▶ _Input rows_:
________
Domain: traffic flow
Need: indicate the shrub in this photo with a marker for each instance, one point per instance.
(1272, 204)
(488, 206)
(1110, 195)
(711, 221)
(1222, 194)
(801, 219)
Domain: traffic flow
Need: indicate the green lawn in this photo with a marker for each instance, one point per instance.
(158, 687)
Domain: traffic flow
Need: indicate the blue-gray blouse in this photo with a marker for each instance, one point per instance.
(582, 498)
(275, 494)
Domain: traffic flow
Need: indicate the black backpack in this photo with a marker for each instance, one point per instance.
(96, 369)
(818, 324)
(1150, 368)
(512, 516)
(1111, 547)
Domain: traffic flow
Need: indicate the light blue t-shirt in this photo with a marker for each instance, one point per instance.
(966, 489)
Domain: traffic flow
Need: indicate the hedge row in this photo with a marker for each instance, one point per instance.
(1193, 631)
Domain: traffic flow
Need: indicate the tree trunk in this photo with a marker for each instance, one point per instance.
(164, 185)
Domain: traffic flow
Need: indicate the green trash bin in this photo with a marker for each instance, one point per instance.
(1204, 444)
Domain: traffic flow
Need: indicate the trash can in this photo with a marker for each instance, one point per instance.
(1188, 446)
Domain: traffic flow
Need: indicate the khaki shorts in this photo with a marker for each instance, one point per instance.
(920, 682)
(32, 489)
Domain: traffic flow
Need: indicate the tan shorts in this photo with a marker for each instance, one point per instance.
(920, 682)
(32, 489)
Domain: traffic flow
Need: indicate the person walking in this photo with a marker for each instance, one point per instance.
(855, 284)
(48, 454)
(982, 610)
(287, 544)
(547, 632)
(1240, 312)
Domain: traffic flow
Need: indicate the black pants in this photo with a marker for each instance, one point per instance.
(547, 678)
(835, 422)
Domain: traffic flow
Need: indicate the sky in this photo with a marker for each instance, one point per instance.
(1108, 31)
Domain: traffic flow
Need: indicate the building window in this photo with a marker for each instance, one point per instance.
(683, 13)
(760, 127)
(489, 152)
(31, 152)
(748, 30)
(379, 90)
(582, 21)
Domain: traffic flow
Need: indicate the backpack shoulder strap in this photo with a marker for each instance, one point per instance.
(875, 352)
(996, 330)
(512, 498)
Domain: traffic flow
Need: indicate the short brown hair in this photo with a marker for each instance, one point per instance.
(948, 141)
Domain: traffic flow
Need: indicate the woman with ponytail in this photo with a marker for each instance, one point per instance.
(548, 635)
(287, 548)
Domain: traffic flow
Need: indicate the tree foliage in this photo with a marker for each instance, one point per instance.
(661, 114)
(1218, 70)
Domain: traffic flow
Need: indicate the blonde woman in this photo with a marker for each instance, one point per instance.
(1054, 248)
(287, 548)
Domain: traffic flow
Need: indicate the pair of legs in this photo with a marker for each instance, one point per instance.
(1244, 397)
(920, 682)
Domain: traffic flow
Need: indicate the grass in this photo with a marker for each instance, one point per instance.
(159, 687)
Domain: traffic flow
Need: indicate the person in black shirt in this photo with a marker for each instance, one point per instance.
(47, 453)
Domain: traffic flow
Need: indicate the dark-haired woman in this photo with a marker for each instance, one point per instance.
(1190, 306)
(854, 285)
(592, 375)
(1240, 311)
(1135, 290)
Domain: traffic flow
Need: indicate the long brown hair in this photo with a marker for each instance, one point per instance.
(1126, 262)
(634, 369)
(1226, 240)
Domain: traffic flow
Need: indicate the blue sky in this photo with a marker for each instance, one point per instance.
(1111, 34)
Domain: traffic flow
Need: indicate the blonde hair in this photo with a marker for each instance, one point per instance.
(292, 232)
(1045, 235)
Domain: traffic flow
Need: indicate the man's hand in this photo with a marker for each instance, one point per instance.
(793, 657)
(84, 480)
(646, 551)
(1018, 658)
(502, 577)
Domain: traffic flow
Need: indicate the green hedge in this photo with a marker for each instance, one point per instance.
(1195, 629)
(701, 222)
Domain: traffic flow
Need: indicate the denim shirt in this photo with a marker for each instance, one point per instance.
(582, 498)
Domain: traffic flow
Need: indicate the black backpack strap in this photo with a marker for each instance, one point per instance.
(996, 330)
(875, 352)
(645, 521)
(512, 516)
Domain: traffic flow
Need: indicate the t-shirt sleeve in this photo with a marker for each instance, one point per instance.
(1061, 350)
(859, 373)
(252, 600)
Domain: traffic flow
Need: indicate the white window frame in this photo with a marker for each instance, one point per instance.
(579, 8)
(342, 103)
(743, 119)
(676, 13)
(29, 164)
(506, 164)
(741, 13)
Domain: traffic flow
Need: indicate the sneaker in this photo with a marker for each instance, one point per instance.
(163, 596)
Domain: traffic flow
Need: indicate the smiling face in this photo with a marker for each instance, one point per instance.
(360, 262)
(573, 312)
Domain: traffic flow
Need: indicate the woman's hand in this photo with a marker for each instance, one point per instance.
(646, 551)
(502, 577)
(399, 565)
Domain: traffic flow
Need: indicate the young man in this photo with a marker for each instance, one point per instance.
________
▶ _Request_: Transcribe every entry exactly, omitting nothing.

▶ _Solved exercise_:
Domain: traffic flow
Need: indicate the shrub in this photo with a marker for each instance, one point per instance.
(1272, 204)
(488, 206)
(1110, 195)
(711, 221)
(1222, 194)
(801, 219)
Domain: traffic flow
Need: indicate the green lawn in this photo with a marker for each instance, one point per instance.
(158, 687)
Domain: traffic flow
Need: indicate the blue-gray blouse in this photo with a marker for each instance, one point per instance.
(582, 498)
(275, 494)
Domain: traffic flow
Need: indicate the black backpack in this photo with a marker for each instance, one point per instance.
(96, 369)
(818, 324)
(1150, 368)
(512, 516)
(1111, 547)
Domain: traffic flow
Need: indicate the light blue t-shirt in this photo with a marker for each instance, one point per instance.
(966, 489)
Domain: traffic flow
Need: indicate the hedge row in this photo with a marker for each instance, one point per instance.
(1193, 631)
Domain: traffic flow
Need: indicate the tree trunk in this photo with a marker for each instance, one point per instance.
(164, 185)
Domain: traffic flow
Need: indicate the green trash bin in this photo with a marker for each instance, one point per instance.
(1204, 444)
Domain: traffic flow
Need: indicate the trash can in this photo with a marker for each instance, one point per instance.
(1188, 446)
Domain: traffic flow
Need: indicate the khaki shorts in this photo with a marker for each instance, one point per instance.
(920, 682)
(32, 489)
Domain: traffic flow
Need: indicate the tan shorts in this photo with a marker for each instance, one point per instance.
(920, 682)
(32, 489)
Domain: traffic flow
Need: indicate the person walking in this photo with a marker for each instance, one point per instance.
(855, 284)
(48, 454)
(982, 610)
(287, 544)
(547, 632)
(1240, 312)
Domain: traffic flow
Need: indicate the black pants in this photo with a marker for each instance, one point per instance.
(547, 678)
(835, 422)
Domain: traffic flow
Need: indicate the sky in this photo with a marker for each instance, one point per instance.
(1108, 31)
Domain: traffic flow
Need: indicate the building window in this photo with a marker for each instance, one point per instance.
(683, 13)
(760, 127)
(489, 152)
(31, 152)
(748, 30)
(379, 90)
(582, 21)
Domain: traffic flow
Need: indicate the backpack shoulder strap in this photo with a marker for each instance, one point per instance.
(875, 352)
(996, 330)
(512, 498)
Domain: traffic flow
Need: indicate the short brown hair in this photo with a marker for each instance, one point per instance.
(948, 141)
Domain: traffic flow
Need: indicate the woman with ponytail in this photo with a marker for each instance, one point per instance.
(548, 635)
(287, 548)
Domain: traffic flow
Need: indicate the tree foliage in this photo with a marker for each instance, one point per instance.
(661, 114)
(1218, 70)
Domain: traffic flow
Need: indicate the blonde woman in this photo with a marker for each instance, one point per instance.
(1054, 248)
(287, 548)
Domain: traffic flow
Need: indicate the pair of legs in this photo with a marker for each instance, one point per instance.
(1244, 397)
(920, 682)
Domain: traffic flow
Need: indicate the grass in this photo with a marker for each instance, one point per instance.
(159, 687)
Domain: traffic flow
Need: indicate the person in black shirt in this photo with a marker for each instance, one point per instance.
(47, 453)
Domain: traffic flow
Need: indicate the dark-haired woman in this photo with a marker for each instance, one point per instance.
(1190, 306)
(854, 285)
(592, 375)
(1240, 311)
(1135, 290)
Domain: traffic flow
Need: indicate the long brown hair in this photo with a marker for each instance, one point per instance.
(1126, 262)
(634, 369)
(1226, 240)
Domain: traffic flow
Need: indicate the blue sky in this photo with a marker for each instance, one point per instance.
(1111, 34)
Domain: traffic flow
Need: indicate the blonde hair in this photo with a marker for each instance, one point per instance.
(292, 232)
(1045, 235)
Domain: traffic flow
Need: indicate the man's hand in this photo with a marker for each instance, one point per instance.
(793, 657)
(84, 480)
(646, 551)
(1018, 658)
(502, 577)
Domain: traffic flow
Need: indicate the green hedge in this photo with a marker for each instance, one point per instance.
(1195, 629)
(701, 222)
Domain: traffic flow
Need: indicate the denim shirt in this photo with a marker for each instance, one point per instance.
(582, 498)
Domain: traffic flow
Need: indicate the black backpack strap in this photo with a marker for each instance, one point per instance.
(996, 330)
(875, 352)
(645, 521)
(512, 516)
Domain: traffic flow
Need: indicate the t-shirt sleeve in this photo with a marker for each instance, one point per instance.
(1061, 350)
(859, 373)
(252, 600)
Domain: traffic flow
Need: indicate the white window frame in this photo with a marker for each instance, one point per instance.
(579, 8)
(342, 103)
(743, 119)
(676, 13)
(29, 164)
(506, 164)
(741, 13)
Domain: traffic flow
Need: indicate the sneaker in this photo with a marker for each instance, one point per instance.
(163, 596)
Domain: traffic flow
Need: indicate the smiling face in this photo with a marker for each instance, one point per instance.
(360, 262)
(573, 312)
Domain: traffic flow
Need: indicate the woman's hand in this photo with a marker for each instance, one point per instance.
(646, 551)
(502, 577)
(399, 565)
Domain: traffic flow
Need: indicate the young man in this photo with a marker for each instance, one point per instance.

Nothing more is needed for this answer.